* [Given exercise] Locate each line in the entries below that contains the word "Query", and copy those lines.

* [Object location annotation data]
========================================================================

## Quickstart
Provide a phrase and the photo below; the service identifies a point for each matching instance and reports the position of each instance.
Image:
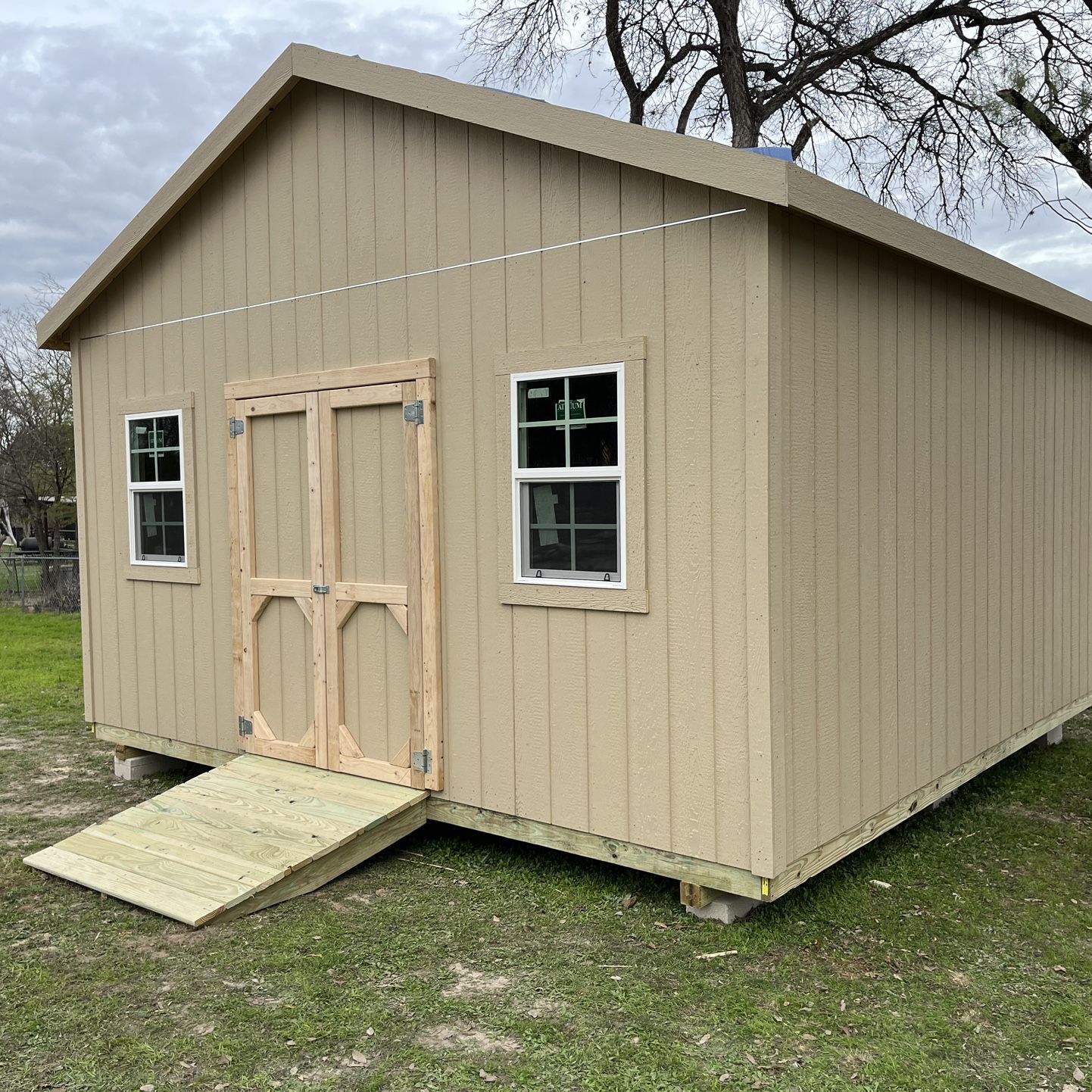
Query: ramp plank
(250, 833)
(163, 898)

========================================================================

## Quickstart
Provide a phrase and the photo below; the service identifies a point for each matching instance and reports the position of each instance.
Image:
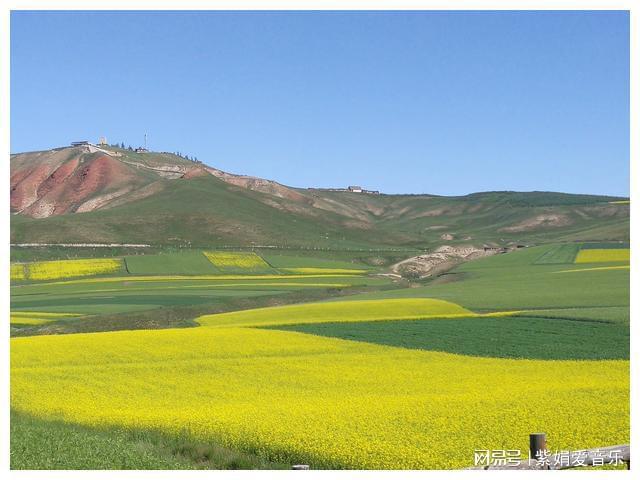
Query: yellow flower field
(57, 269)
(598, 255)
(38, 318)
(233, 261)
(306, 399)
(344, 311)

========================================================================

* [Written response]
Query: ramp plank
Query: yellow flower field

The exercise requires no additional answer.